Every line from the one containing "Q: Provide one point on every instance of the white window" through the end of the listing below must be given again exactly, and nothing else; exclude pictures.

▬▬▬▬▬▬

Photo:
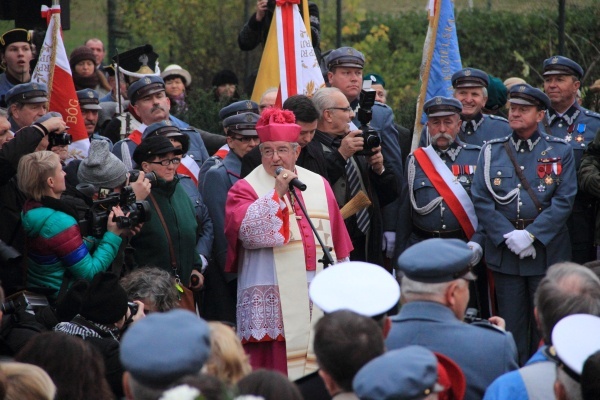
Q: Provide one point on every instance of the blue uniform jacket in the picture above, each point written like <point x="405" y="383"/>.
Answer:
<point x="511" y="386"/>
<point x="441" y="218"/>
<point x="482" y="352"/>
<point x="549" y="167"/>
<point x="483" y="129"/>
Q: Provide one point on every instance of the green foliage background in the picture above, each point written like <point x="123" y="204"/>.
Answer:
<point x="504" y="37"/>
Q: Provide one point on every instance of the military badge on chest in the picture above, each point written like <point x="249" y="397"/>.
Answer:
<point x="463" y="173"/>
<point x="549" y="170"/>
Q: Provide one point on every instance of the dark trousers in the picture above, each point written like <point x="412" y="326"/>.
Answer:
<point x="515" y="295"/>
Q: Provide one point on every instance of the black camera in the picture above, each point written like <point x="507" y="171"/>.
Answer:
<point x="366" y="101"/>
<point x="9" y="254"/>
<point x="471" y="317"/>
<point x="59" y="139"/>
<point x="29" y="301"/>
<point x="96" y="217"/>
<point x="134" y="174"/>
<point x="133" y="307"/>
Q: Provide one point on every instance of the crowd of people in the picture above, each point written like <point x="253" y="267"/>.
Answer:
<point x="291" y="256"/>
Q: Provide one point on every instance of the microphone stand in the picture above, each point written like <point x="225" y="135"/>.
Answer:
<point x="327" y="260"/>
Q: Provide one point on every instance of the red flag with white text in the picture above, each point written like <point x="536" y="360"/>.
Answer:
<point x="53" y="70"/>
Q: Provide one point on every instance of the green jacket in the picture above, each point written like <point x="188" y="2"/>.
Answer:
<point x="588" y="177"/>
<point x="151" y="244"/>
<point x="54" y="244"/>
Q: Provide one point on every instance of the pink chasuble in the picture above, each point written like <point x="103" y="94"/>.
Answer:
<point x="254" y="226"/>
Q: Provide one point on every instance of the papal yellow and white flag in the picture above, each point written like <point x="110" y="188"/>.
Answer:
<point x="288" y="61"/>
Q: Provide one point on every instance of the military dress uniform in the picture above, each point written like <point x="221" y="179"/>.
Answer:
<point x="220" y="289"/>
<point x="503" y="205"/>
<point x="577" y="126"/>
<point x="482" y="127"/>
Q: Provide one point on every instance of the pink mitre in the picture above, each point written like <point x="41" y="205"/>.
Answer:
<point x="276" y="125"/>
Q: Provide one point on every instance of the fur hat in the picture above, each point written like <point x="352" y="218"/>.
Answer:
<point x="79" y="54"/>
<point x="101" y="168"/>
<point x="105" y="301"/>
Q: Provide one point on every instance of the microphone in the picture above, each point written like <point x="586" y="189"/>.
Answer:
<point x="294" y="182"/>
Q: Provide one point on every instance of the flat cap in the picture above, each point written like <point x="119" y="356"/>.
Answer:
<point x="168" y="130"/>
<point x="375" y="79"/>
<point x="174" y="70"/>
<point x="31" y="92"/>
<point x="575" y="338"/>
<point x="441" y="106"/>
<point x="559" y="65"/>
<point x="137" y="61"/>
<point x="437" y="261"/>
<point x="244" y="124"/>
<point x="409" y="373"/>
<point x="345" y="57"/>
<point x="153" y="146"/>
<point x="470" y="77"/>
<point x="238" y="107"/>
<point x="89" y="99"/>
<point x="14" y="36"/>
<point x="363" y="288"/>
<point x="528" y="95"/>
<point x="144" y="86"/>
<point x="164" y="347"/>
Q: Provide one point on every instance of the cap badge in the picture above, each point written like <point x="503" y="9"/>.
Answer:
<point x="143" y="59"/>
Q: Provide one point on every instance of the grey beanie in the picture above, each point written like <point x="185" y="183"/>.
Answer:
<point x="101" y="168"/>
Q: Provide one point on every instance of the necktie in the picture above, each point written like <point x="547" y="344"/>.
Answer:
<point x="353" y="179"/>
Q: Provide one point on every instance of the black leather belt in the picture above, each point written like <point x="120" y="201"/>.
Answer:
<point x="454" y="234"/>
<point x="521" y="223"/>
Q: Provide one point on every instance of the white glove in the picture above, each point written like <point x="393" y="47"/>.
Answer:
<point x="529" y="251"/>
<point x="518" y="240"/>
<point x="204" y="263"/>
<point x="477" y="252"/>
<point x="389" y="243"/>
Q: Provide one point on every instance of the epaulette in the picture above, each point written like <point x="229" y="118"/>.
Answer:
<point x="498" y="140"/>
<point x="591" y="113"/>
<point x="554" y="139"/>
<point x="498" y="118"/>
<point x="489" y="326"/>
<point x="377" y="103"/>
<point x="467" y="146"/>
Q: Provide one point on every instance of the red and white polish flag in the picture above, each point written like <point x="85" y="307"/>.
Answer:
<point x="53" y="70"/>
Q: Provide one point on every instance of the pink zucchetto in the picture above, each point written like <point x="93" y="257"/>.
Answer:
<point x="276" y="125"/>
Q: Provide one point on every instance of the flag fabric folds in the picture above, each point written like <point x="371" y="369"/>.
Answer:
<point x="441" y="59"/>
<point x="53" y="69"/>
<point x="288" y="61"/>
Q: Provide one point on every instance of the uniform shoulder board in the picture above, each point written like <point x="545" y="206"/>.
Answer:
<point x="381" y="105"/>
<point x="472" y="147"/>
<point x="498" y="140"/>
<point x="498" y="118"/>
<point x="555" y="139"/>
<point x="591" y="113"/>
<point x="487" y="325"/>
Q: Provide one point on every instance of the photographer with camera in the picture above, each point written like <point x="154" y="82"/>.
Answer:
<point x="168" y="240"/>
<point x="351" y="171"/>
<point x="103" y="317"/>
<point x="53" y="240"/>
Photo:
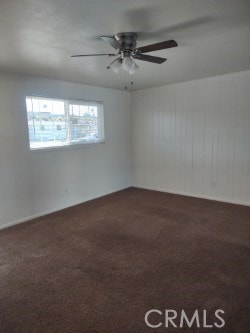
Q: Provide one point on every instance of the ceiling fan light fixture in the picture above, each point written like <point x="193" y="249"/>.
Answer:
<point x="116" y="65"/>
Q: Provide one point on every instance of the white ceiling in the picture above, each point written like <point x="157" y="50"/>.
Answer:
<point x="38" y="36"/>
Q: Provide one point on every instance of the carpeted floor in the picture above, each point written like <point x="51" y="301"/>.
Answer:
<point x="100" y="266"/>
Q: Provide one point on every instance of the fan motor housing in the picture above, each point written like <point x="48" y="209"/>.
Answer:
<point x="127" y="40"/>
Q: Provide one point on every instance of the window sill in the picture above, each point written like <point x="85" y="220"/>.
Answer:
<point x="66" y="147"/>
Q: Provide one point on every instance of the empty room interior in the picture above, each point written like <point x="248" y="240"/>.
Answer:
<point x="124" y="166"/>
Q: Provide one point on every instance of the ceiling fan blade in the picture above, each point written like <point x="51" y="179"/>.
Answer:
<point x="93" y="55"/>
<point x="158" y="46"/>
<point x="112" y="41"/>
<point x="145" y="57"/>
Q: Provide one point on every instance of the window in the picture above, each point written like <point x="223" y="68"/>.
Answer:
<point x="57" y="122"/>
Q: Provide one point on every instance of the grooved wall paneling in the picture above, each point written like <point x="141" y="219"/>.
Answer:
<point x="194" y="138"/>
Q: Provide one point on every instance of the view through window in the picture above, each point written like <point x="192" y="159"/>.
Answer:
<point x="56" y="122"/>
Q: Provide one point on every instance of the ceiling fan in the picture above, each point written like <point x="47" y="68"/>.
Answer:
<point x="125" y="44"/>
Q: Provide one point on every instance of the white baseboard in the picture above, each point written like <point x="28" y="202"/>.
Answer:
<point x="236" y="202"/>
<point x="43" y="213"/>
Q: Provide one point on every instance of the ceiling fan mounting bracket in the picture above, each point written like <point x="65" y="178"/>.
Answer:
<point x="127" y="40"/>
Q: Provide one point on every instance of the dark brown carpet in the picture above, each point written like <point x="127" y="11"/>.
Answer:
<point x="99" y="266"/>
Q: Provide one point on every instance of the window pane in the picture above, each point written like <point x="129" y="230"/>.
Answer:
<point x="55" y="123"/>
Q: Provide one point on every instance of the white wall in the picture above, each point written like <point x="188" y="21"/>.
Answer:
<point x="194" y="138"/>
<point x="33" y="182"/>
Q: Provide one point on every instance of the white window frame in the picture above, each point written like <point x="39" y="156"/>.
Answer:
<point x="68" y="108"/>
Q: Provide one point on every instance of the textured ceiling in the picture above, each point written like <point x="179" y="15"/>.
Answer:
<point x="38" y="36"/>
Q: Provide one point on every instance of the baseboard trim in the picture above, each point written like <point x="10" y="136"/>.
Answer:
<point x="235" y="202"/>
<point x="34" y="216"/>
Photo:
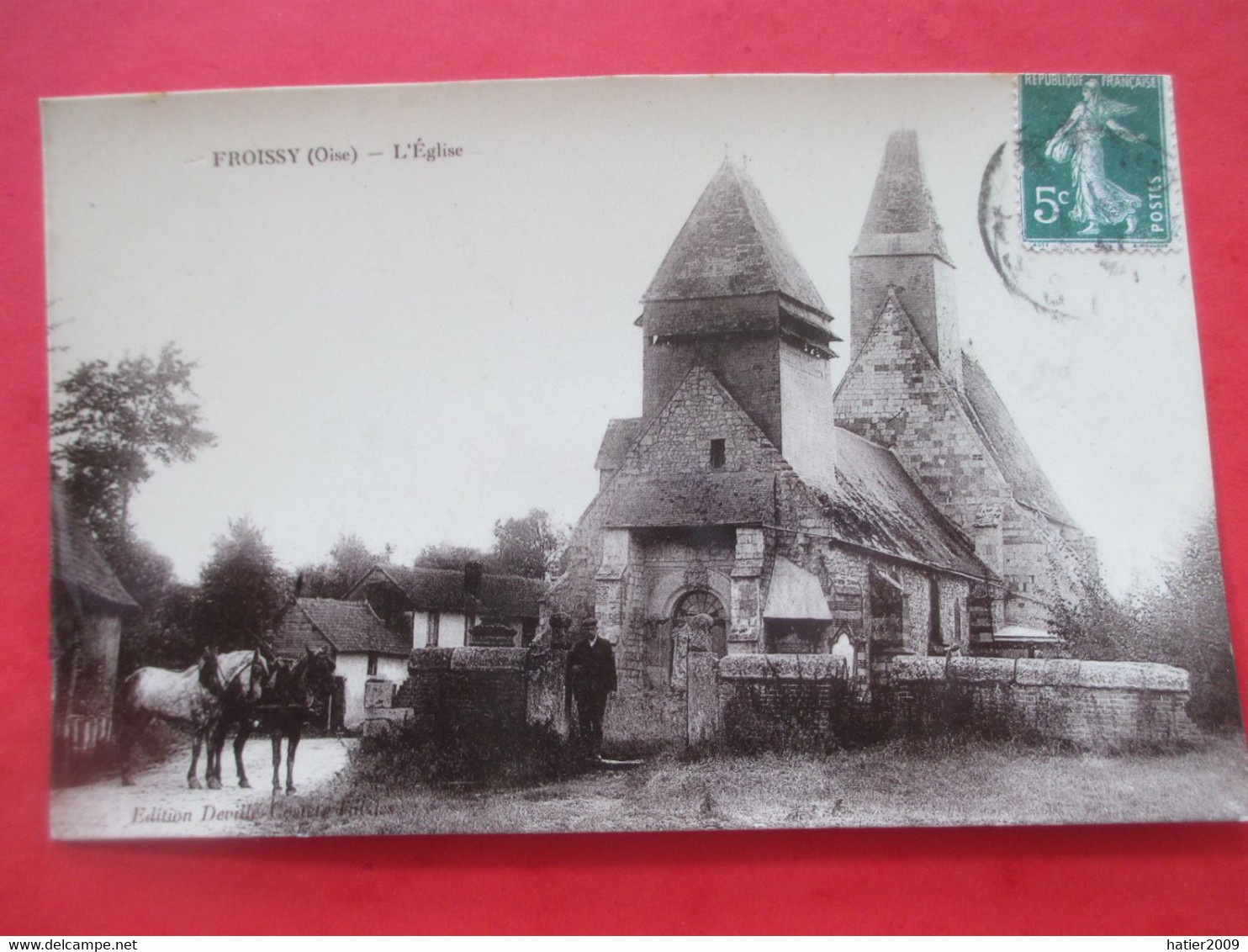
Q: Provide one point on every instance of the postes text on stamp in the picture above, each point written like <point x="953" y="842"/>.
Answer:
<point x="1093" y="156"/>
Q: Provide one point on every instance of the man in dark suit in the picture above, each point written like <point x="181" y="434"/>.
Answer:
<point x="590" y="679"/>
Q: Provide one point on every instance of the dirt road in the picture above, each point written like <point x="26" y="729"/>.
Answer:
<point x="161" y="805"/>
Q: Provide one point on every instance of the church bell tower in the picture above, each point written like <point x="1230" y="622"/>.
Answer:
<point x="732" y="296"/>
<point x="902" y="247"/>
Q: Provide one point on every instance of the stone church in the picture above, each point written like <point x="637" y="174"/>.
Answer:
<point x="899" y="514"/>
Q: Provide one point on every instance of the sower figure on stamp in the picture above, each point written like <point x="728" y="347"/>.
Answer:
<point x="590" y="679"/>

▬▬▬▬▬▬

EXERCISE SOLUTION –
Q: Provide one point on every instance of the white window frame in the picture above, each point written like <point x="39" y="156"/>.
Answer:
<point x="68" y="108"/>
Q: Provide one point on every instance of the textured ceiling in the picture above, each point written like <point x="179" y="15"/>.
Answer:
<point x="38" y="36"/>
Q: Provide one point on every instance of the baseboard trim in the picture above, each point written like <point x="10" y="136"/>.
Answer:
<point x="235" y="202"/>
<point x="34" y="216"/>
Photo:
Q: Provide one point on every instance of the postes text on stamp in the picture above, each point written like <point x="953" y="842"/>.
Answer:
<point x="1093" y="156"/>
Q: Provide one point on every instance of the man in dark suit in the picture above, each point written like <point x="181" y="434"/>.
Answer:
<point x="590" y="679"/>
Q: Provide one point on every instance of the dirt road in the picture above, each point written like <point x="26" y="729"/>.
Answer:
<point x="161" y="805"/>
Q: Provide one point on every instance of the church bell tower in the picture above, each point written like <point x="1230" y="622"/>.
Answer:
<point x="732" y="296"/>
<point x="902" y="247"/>
Q: Provide one point on every instance of the stone church in the picture above, each point written like <point x="637" y="174"/>.
Answer:
<point x="899" y="514"/>
Q: Provide one point on every instance of the sower figure on stamp in the picture above, each point written like <point x="728" y="347"/>.
Answer:
<point x="590" y="679"/>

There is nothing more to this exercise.